§ TASK BRIEF: Nothing is to be output except the lines from the one containing "Where can the overcast" through the end of the material, each reproduced exactly.

§ DATA:
# # # # #

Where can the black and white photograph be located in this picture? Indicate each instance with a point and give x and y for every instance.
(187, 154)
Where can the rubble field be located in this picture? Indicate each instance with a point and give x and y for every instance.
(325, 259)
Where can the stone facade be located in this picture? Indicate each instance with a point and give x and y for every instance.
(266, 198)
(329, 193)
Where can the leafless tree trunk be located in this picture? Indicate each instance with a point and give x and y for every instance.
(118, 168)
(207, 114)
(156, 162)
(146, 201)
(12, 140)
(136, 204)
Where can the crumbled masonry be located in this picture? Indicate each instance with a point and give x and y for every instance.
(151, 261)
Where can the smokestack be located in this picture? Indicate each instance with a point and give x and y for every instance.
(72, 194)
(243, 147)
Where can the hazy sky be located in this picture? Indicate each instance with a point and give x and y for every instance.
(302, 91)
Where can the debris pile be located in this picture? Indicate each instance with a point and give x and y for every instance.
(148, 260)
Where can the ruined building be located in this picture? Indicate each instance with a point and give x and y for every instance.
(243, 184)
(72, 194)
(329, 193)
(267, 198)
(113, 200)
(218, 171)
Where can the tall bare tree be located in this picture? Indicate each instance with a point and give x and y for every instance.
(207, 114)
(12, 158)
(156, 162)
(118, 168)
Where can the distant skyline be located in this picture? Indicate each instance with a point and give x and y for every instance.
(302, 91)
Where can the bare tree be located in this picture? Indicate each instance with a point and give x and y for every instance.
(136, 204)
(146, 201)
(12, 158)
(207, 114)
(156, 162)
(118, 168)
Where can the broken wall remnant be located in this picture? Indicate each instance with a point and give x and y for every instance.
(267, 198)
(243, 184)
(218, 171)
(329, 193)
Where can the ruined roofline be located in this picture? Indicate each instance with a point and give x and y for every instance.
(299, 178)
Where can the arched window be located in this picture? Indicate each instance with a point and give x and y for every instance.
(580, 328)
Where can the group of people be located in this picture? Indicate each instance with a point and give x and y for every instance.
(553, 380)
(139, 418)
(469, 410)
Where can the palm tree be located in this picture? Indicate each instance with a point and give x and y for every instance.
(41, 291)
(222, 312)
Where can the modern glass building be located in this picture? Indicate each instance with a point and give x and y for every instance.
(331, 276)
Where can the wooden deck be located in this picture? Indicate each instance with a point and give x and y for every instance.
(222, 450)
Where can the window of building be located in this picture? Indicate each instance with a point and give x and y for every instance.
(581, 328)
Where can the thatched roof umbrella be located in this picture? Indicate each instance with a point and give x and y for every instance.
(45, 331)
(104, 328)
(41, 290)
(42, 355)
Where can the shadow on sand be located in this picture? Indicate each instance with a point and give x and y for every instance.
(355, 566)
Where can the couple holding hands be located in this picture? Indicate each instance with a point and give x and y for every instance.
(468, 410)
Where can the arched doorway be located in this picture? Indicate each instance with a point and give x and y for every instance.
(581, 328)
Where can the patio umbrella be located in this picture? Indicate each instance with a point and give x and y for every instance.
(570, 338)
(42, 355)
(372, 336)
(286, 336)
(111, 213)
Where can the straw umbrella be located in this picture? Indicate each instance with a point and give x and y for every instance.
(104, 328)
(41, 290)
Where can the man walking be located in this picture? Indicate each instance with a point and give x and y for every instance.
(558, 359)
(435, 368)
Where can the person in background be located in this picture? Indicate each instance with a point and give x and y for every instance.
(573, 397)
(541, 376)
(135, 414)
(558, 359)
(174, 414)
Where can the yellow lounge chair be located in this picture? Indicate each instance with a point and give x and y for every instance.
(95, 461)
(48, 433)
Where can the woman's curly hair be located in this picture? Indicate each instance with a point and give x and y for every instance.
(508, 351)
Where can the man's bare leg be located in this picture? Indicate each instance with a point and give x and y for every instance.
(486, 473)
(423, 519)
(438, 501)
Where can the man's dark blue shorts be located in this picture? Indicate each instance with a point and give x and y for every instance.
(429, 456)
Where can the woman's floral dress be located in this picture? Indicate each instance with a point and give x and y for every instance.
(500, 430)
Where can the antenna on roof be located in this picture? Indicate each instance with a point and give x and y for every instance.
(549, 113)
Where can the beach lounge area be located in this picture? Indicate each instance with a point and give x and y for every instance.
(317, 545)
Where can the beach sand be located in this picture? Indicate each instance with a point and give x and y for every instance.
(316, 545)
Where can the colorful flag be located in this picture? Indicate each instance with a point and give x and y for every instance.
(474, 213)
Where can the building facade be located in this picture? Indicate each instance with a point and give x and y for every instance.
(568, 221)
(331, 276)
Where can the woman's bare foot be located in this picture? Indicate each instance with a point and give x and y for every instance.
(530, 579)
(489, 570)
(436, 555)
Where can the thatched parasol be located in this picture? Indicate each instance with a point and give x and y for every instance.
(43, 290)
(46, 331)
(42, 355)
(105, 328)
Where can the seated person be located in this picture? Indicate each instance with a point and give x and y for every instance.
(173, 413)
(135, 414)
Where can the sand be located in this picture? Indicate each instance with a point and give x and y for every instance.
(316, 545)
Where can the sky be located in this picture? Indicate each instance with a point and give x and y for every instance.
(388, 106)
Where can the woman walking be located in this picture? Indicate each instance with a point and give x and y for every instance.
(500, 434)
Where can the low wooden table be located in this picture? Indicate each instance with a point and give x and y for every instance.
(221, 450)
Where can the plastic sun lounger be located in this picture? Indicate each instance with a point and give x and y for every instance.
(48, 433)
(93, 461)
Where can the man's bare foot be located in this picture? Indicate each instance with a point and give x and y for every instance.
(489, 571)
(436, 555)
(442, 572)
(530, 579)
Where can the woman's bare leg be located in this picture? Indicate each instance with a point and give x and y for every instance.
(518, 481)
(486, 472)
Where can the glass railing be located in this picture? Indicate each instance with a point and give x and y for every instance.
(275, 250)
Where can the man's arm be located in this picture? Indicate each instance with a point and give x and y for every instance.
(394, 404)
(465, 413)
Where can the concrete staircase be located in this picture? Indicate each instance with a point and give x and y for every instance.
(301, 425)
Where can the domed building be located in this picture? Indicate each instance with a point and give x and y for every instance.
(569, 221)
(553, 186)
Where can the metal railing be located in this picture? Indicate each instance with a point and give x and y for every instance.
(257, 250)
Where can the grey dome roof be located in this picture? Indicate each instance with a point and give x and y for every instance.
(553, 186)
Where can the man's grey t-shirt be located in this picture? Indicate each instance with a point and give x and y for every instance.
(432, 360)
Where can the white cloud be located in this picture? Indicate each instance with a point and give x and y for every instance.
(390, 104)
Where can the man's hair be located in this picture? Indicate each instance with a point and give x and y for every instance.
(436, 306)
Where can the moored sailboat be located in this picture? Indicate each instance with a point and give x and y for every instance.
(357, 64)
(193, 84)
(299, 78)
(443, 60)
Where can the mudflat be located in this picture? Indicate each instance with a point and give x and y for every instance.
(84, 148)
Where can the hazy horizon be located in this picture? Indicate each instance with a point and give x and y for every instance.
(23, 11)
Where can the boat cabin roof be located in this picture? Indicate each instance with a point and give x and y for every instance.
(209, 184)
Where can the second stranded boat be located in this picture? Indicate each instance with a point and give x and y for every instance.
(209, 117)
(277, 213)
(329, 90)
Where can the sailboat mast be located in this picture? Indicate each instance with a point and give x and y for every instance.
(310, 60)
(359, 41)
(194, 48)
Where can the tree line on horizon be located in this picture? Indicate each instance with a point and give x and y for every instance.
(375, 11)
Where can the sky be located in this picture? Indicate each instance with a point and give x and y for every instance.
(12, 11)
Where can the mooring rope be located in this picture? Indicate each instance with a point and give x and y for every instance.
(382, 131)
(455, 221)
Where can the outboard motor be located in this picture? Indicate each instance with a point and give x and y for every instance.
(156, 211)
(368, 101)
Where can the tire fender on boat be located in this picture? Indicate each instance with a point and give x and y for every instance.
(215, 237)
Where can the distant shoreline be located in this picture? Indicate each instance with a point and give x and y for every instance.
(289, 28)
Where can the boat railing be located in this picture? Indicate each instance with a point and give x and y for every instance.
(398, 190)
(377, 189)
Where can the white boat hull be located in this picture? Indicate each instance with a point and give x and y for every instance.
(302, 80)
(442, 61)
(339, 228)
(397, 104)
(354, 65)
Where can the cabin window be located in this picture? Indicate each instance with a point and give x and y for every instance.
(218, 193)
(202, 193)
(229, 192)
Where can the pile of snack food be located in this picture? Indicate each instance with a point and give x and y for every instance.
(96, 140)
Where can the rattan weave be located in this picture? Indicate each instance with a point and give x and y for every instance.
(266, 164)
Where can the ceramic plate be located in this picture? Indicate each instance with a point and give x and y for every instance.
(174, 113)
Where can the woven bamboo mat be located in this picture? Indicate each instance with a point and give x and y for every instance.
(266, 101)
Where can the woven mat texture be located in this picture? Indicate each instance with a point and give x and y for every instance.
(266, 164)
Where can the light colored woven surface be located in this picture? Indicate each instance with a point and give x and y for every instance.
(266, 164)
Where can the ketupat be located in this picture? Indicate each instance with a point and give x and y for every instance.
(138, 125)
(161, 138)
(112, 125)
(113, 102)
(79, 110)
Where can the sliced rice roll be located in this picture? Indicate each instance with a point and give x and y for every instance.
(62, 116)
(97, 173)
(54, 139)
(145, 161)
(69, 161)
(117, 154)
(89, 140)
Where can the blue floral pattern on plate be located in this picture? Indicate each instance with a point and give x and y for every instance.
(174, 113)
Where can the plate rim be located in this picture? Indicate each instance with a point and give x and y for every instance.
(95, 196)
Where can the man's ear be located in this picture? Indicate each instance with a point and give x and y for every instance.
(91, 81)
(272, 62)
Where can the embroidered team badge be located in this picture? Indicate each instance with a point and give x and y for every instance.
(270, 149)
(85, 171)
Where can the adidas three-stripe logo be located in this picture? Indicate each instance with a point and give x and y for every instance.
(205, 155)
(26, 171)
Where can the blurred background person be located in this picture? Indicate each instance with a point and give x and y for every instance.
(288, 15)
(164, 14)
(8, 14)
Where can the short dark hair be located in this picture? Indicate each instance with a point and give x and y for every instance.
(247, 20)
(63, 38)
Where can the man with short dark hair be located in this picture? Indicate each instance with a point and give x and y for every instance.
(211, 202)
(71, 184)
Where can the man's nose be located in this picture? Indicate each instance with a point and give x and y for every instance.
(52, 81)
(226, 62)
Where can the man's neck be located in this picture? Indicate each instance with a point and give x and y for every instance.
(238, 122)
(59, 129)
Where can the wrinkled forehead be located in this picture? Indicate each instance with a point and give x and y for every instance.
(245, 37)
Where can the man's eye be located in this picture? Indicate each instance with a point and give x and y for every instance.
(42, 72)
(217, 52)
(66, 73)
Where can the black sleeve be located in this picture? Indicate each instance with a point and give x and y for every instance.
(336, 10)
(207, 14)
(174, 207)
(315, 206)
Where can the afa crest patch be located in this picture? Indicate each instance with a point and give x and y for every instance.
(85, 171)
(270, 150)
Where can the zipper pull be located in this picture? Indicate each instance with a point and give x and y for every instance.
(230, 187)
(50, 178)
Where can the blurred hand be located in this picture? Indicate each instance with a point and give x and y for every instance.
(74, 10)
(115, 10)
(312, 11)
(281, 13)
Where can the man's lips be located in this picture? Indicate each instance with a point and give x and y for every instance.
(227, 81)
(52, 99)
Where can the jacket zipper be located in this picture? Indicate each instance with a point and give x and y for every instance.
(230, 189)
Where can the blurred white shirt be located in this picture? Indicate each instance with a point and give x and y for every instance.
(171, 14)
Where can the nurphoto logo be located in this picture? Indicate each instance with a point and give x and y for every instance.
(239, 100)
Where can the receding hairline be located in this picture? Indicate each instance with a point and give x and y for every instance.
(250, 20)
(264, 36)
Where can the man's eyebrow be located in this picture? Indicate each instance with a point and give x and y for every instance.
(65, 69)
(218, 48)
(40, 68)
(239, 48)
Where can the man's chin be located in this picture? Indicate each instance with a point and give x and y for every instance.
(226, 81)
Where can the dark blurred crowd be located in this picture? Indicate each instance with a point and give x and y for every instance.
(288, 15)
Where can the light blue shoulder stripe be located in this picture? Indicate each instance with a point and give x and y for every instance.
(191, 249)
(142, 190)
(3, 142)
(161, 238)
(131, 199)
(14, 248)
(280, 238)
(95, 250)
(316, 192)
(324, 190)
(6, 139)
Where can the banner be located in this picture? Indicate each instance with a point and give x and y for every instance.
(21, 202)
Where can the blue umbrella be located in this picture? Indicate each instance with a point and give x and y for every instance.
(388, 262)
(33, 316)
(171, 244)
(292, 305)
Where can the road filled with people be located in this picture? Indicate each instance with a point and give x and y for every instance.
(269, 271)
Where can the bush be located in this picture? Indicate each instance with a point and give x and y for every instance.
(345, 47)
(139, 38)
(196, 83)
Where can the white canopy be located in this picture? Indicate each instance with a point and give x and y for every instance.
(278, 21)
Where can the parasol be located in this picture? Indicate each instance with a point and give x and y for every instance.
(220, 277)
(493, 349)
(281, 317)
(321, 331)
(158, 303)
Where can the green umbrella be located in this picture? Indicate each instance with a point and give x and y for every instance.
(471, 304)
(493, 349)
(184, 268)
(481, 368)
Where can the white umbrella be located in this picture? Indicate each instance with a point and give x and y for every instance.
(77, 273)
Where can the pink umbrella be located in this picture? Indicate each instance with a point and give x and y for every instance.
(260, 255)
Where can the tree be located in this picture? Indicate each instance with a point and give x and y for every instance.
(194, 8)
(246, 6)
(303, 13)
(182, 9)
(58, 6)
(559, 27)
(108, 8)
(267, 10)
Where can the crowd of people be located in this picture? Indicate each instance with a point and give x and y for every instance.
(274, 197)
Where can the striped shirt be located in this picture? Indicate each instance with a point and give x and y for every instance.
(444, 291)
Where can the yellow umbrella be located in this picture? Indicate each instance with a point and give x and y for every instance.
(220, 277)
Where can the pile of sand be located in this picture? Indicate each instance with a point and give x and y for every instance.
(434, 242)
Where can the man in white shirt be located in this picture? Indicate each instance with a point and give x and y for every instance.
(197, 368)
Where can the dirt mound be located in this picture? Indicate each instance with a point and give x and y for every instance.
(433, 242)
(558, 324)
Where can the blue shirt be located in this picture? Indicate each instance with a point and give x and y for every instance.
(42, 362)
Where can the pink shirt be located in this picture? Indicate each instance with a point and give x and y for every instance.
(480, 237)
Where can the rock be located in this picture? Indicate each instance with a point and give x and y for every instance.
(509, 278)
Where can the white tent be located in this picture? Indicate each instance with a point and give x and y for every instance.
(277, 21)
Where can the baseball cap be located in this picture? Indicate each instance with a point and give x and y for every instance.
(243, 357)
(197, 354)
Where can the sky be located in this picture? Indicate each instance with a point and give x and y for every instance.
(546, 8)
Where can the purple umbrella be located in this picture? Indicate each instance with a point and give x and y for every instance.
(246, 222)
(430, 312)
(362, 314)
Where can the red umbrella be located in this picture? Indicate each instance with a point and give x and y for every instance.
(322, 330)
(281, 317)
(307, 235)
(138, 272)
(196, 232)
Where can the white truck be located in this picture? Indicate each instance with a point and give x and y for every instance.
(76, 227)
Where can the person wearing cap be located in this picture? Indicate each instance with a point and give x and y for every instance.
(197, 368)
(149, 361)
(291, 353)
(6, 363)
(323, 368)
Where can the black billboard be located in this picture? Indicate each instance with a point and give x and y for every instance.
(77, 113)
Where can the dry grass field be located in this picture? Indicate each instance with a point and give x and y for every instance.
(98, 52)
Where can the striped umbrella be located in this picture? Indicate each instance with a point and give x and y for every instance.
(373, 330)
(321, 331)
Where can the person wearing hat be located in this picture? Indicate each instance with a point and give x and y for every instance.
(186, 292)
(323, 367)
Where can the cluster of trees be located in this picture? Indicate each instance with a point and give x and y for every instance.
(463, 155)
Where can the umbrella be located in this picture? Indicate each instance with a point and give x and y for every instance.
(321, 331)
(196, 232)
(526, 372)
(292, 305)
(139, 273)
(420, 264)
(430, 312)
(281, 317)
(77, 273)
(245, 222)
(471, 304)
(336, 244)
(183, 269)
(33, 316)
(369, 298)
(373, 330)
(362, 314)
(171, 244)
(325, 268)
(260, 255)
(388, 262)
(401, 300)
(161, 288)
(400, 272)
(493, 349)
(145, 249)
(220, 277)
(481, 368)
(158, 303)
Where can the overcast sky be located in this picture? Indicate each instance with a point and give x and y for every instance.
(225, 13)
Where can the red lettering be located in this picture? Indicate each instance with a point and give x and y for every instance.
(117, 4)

# # # # #

§ ANSWER TO THIS EXERCISE:
Where can the overcast sky be located in this picture? Indicate each instance with a point and give x and y for every instance.
(225, 13)
Where can the red lettering be located in this picture? Indicate each instance with a point and give x and y for every instance.
(117, 4)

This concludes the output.